:: Metin parçası ::

------

İtiraf bir kültürdür ya da bir kültürün sonucudur. Batı toplumlarında kiliselerin günah çıkarma kabinlerinde ortaya çıkmıştır itiraf, ya da öyle değilse bile en büyük gelişimini buradan sağlamıştır. Doğu kültüründe (Müslümanların çoğunlukta olduğu yerleri kast ediyorum) ise itiraf yoktur, varsa bile nadirdir, ya da istenilen biçimde itiraf olamamıştır. Hatta gizlilik daha fazla teşvik edilmiştir; günah günahı görür ve çoğalır korkusuyla. Batı kültüründe ise, itirafçıların en meşhurlarından biri Rousseau’dur, itirafı günah çıkarma kabinlerinin dışına çıkarıp kayıt altına almıştır. O zamana kadar görülmemiş bir şekilde ailesiyle ve başkalarıyla olan ilişkilerinde suçluluk duygularını itiraf etmiştir. Yirminci yüzyılda da batı kültüründe birçok yazar otobiyografik romanlar yazmıştır ya da itiraf niteliğinde bol bol günlük tutmuştur.
Hiç kuşkusuz insanlık, birçok gizli yönünü bu itiraflar sayesinde keşfedip öğrenmiştir.
Kader, İngiliz yazar Tim Parks’ın romanı. Anlatıcı itiraf niteliğinde derin bir iç yolculuğa çıkar. İngiliz koca, İtalyan eş, Ukrayna asıllı üvey kız, annenin dilini red eden şizofren erkek çocuk ve dahası.
“…oğlumun intihar ettiğini telefonla haber aldım. Bir İtalyan, “Başınız sağolsun,” diyordu. “Çok üzüldük.” Ahizeyi yerine bıraktığımda, acı veya vicdan azabı gibi bir şey zihnimin hızlı işleyişini bulandırmaya fırsat bulamadan, bunun, karımla benim sonumuz demek olduğunu son derece tedirgin edici bir açıklıkla kavradım. Birlikteliğimizin sonu, demek istiyorum. Oğlumuz öldüğüne göre, dedim kendi kendime, bir yandan da bu kanıya ne kadar hızlı ve sarih biçimde, ölümle ilk temasta beklenebilecek duyguları tamamen es geçerek vardığıma şaşarak, artık karınla birlikte yaşamaya devam etmeniz için hiçbir sebep yok.”[1]
Yukarıdaki alıntıyı öylesine ya da rastgele seçmedim. Bitmekte olan bir evliliğin kurtarılma aşamasında alınan bu intihar haberi, anlatıcının karısıyla olan ilişkisinin böyle bıçak ucu gibi keskin ve net bir şekilde dile getirilmesi romandaki itirafın ne şekilde olduğunun ipuçlarını okura göstermek istedim.

------

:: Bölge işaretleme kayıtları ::

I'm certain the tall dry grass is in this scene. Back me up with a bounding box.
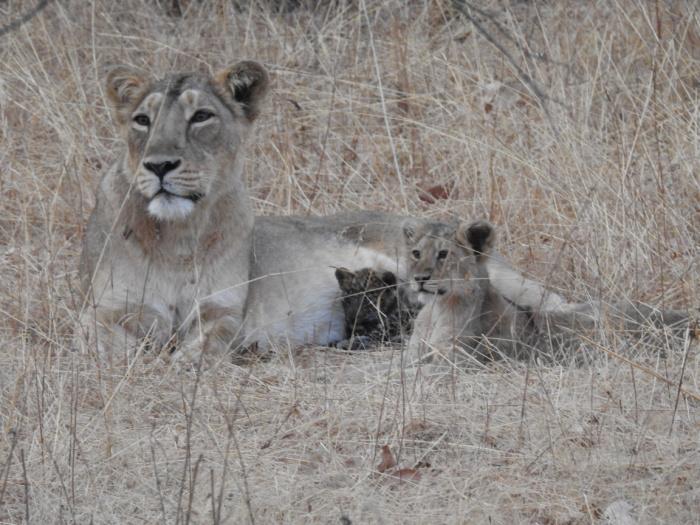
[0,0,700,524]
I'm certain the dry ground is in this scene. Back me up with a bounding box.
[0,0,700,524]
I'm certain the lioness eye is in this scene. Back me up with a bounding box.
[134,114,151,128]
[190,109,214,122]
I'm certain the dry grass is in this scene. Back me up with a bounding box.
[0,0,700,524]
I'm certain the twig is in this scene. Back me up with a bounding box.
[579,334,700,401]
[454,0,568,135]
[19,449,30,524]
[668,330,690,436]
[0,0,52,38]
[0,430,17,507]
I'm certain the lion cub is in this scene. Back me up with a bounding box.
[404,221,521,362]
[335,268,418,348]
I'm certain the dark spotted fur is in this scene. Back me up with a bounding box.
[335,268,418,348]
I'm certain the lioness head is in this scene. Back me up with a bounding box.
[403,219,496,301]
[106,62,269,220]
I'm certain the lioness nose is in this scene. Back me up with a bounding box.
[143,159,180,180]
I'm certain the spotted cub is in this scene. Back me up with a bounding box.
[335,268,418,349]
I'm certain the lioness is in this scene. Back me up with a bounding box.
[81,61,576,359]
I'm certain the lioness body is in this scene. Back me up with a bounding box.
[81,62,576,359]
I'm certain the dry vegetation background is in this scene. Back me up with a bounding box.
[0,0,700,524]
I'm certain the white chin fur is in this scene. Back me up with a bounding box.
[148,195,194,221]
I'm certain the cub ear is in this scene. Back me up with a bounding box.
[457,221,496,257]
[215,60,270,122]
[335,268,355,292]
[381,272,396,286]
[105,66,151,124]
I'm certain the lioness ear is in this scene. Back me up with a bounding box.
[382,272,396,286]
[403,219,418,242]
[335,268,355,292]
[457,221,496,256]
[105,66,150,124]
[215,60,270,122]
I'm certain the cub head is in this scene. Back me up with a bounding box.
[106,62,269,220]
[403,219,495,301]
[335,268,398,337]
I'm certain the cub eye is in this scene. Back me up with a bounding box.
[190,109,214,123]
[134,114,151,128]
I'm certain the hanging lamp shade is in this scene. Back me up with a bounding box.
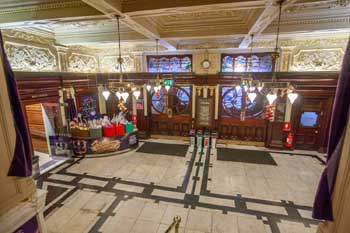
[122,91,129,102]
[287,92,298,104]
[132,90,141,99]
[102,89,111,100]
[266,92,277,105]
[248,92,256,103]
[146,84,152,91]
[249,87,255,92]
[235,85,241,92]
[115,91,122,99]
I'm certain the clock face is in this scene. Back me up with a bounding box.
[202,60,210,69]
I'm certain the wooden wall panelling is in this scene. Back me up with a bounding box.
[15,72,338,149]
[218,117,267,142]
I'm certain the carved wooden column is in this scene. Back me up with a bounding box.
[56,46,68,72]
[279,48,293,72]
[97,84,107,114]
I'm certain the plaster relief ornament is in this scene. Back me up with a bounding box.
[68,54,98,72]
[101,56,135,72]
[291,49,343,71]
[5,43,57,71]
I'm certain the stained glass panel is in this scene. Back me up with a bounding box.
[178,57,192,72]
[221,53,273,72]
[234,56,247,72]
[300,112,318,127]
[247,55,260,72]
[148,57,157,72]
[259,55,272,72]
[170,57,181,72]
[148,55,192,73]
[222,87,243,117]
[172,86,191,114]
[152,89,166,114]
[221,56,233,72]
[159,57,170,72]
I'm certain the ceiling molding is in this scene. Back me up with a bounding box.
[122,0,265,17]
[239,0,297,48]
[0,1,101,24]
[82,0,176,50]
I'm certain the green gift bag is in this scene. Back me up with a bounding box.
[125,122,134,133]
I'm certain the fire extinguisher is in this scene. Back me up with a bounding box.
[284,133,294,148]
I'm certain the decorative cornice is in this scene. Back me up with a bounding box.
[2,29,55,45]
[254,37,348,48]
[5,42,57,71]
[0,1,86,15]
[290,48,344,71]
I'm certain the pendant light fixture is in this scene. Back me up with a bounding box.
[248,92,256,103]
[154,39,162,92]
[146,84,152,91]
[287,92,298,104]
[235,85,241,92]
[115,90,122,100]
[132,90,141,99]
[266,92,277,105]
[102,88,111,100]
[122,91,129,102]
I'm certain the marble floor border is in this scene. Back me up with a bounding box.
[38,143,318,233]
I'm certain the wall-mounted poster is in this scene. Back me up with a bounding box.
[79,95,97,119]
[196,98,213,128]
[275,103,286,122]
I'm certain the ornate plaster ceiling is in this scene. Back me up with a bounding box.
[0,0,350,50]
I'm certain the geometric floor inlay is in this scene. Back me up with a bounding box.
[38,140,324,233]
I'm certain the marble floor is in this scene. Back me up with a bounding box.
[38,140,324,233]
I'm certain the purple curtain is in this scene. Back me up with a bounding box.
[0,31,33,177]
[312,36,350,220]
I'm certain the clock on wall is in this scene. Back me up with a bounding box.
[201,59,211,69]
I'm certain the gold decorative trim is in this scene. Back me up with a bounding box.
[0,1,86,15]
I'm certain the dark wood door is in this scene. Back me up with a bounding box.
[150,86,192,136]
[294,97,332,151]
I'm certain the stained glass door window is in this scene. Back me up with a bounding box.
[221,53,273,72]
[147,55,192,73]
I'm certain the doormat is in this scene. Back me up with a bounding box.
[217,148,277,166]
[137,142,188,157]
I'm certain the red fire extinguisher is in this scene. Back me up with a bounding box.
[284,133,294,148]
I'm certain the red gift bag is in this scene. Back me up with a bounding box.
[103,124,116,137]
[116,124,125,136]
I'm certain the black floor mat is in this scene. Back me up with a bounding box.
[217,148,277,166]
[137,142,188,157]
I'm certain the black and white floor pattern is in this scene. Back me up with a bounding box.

------

:: Görevler ::
• A. İtiraf üzerine yazıda Kader romanı için sayılan aile bireylerini, yazıdaki nitelemeleriyle birlikte sıralayın.
• B. İtiraf üzerine yazıyı son cümlesinden sonra sürdürün.

:: Sırayla yanıtlar ::
• A.
- İngiliz koca
- İtalyan eş
- Ukrayna asıllı üvey kız
- Annenin dilini red eden şizofren erkek çocuk

• B.
Farklı kültürlerden oluşan bireylerin birlikte yaşamak zorunda kalmasının aslında bir yerlerde nasıl da zorlu bir şey olduğunu ve bir şekilde bu lanetin üstesinden gelememenin izlerini süren bir roman. Mesafe kat ettikçe, sayfalar çevrildikçe; aile içindeki neredeyse tüm sorunların ana kaynağı bir şekilde ulusal kimlik denilen engele takılıp kalır.
İtiraf etmem gerekirse, küreselleşemeye çalışan dünyada; her ırkın, her rengin ve her türlü inanca sahip insanların birlikte yaşama şansı olduğuna inanan biri olarak romanı ilk okuduğumda (on yıl olmuştur herhalde) biraz muhafazakâr bulmuştum. Oysa anlatım dilini ve biçimini her zaman övmüşümdür; bugün de, o zamanlar da (kuşkusuz çevirmen Roza Hakmen’ın katkısı yadsınamaz). Ama Kader’i tekrar okuduğumda şu aralar, tam da öyle olmadığını gördüm, hayır, kesinlikle muhafazakâr olduğu yönü doğru değil. Sonuçta romancının görevi ahlak dersi vermek değilse eğer, yazar, varolan bir sorunun kaynağına inip sözcüklerle fotoğraflayarak, her ne biçimde olurlarsa da renklerinin en koyu olanını göstermekten çekinmeyebilir, bu da bir şekilde sanatçı sorumluluğudur kanımca.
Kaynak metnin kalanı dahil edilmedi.